Carry on the comment thread below about coin-flip probability and betting odds, picking up after its last reply.

TEXT EXCERPT:
==================================================
If you use a maximum likelihood estimator (which doesn’t have any assumption of a fair coin), it will be much more than 0.5.

Felix Krull
Member
Reply to  Arshad Ali
10 days ago

which doesn’t have any assumption of a fair coin

A fair coin is assumed in a thought experiment like this.

Steve
Steve
Reply to  Felix Krull
10 days ago

“A fair coin is assumed in a thought experiment like this.”

What is a fair coin? One that results in a 50%, right? It’s not really assumed, it’s just a tautology, a circular reference.

Arshad Ali
Arshad Ali
Reply to  Steve
10 days ago

“What is a fair coin? One that results in a 50%, right? It’s not really assumed, it’s just a tautology, a circular reference.” That’s correct. Now let’s do the thought experiment again, with no assumption on the probability distribution. The maximum likelihood estimator would say that after 19 heads in a row, the most plausible probability distribution is one where heads occurs 100% of the time. If on the other hand I know — from prior experiments with this coin — that heads occurs roughly half the time, I would say the chance of getting heads on the 20th is… Read more »

Ostei Kozelskii
Member
Reply to  Arshad Ali
10 days ago

Be that as it may, we’re talking about two football teams, and that is most definitely not a fair coin. Rather than relying on these probabilities to make a bet, you’d be much better off relying upon current factors associated with the teams to make your betting decision.

Steve
Steve
Reply to  Arshad Ali
10 days ago

Exactly. Probability is not some inherent quality of the object in question, but your prior experience (loosely speaking, “priors”) with your object. It really and truly could be a “fair” coin, but like the Monty Hall question, based on your observations, that’s no longer the way to bet.
==================================================
DATA ROWS:

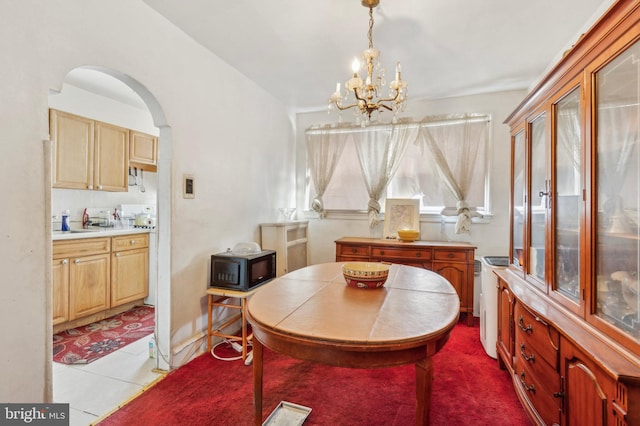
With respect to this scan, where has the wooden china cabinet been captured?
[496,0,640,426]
==================================================
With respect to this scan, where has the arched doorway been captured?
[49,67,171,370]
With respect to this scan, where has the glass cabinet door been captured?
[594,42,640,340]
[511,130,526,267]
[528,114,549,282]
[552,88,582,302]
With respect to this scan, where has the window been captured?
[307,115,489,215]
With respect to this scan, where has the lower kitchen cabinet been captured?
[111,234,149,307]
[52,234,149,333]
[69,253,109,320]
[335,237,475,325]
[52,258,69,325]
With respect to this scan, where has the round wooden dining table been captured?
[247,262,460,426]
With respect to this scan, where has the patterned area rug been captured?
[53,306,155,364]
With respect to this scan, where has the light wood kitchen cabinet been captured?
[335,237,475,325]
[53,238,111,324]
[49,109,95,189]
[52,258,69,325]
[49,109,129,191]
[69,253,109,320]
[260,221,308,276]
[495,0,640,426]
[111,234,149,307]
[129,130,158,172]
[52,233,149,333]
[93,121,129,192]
==================================================
TASK RESPONSE:
Ride-By Shooter
Ride-By Shooter
Reply to  Felix Krull
10 days ago

A fair coin is important, but the reason for 50-50 outcomes is not in the coin alone. Consider an arrangment in which a machine does the flipping and there’s a flat, soft pad to eliminate bounces upon landing. The machine always flips the coin the same way (same rotation rate, same upward force, same horizontal force). Now, how could there be a 50-50 outcome if the coin is inserted into the machine in the same way, that is, with the head facing in the same direction w.r.t. the machine? If the starting position were the same each time, would not… Read more »

Last edited 10 days ago by Ride-By Shooter
Tom K
Tom K
Reply to  Ride-By Shooter
10 days ago

It’s not a fair coin if it comes up heads 19 times in a row. Or at least that’s the way to bet. But everybody knows this (except for the occasional autistic pigeon) so even then it’s not a good bet.

Arshad Ali
Arshad Ali
Reply to  Tom K
10 days ago

It’s not a fair coin if it comes up heads 19 times in a row.”

The probability of a fair coin producing 19 consecutive heads is not 0, though it is a very small number. More tenable, though, is to conclude it’s not fair.

Steve
Steve
Reply to  Tom K
10 days ago

While it is strong evidence that the coin is not “fair”, the fallacy here is assuming probability has some kind of memory. Or that probability maps into some kind “expected value”.

Probability is the measure of how well we understand the underlying causes of an event. Nothing more, nothing less.

Steve
Steve
Reply to  Steve
10 days ago

If you doubt it’s a measure of our ignorance, simply ask yourself what you would do if you took that coin and analysed it for anything that would explain why it did what it did, and found no physical difference between that coin and one which performed “properly”.

On what basis could you call it “unfair”? Wouldn’t it be more honest to say there’s something going on that you don’t understand?

Last edited 10 days ago by Steve
Ostei Kozelskii
Member
Reply to  Tom K
10 days ago

It is a fair coin if it came up tails 19 times in a row directly before it came up heads 19 times in a row. In real life, of course, there has never been such a ridiculous coin.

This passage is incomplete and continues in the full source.